=== Begin Enclosure ===

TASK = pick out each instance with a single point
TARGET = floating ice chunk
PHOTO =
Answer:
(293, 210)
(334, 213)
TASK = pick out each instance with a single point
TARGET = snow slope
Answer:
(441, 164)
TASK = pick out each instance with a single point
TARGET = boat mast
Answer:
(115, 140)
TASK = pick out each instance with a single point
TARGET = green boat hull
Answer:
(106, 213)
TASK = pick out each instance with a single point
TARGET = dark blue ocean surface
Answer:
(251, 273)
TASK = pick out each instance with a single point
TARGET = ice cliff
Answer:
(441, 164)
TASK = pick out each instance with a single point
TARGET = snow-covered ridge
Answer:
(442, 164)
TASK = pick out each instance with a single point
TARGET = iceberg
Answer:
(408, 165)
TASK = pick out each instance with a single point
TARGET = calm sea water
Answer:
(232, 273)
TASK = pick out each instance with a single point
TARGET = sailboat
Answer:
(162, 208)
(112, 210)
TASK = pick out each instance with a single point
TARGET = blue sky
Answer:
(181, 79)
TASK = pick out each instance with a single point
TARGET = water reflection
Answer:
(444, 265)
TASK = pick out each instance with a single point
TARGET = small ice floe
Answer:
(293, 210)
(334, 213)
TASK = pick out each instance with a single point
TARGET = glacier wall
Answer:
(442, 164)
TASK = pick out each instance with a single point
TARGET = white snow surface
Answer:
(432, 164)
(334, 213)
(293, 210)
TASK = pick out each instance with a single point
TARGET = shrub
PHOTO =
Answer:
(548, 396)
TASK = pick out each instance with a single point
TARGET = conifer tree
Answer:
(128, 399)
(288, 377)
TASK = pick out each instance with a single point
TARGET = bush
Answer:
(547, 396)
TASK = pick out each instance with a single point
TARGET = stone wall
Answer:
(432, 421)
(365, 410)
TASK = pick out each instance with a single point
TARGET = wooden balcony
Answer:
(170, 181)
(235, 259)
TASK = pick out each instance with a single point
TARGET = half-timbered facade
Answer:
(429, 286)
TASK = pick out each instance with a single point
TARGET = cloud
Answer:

=== End Enclosure ===

WHAT NEEDS TO BE DONE
Every line containing the string "wall" should be pulled from the listing and copied.

RESULT OF THE EXERCISE
TARGET = glacier wall
TARGET = stone wall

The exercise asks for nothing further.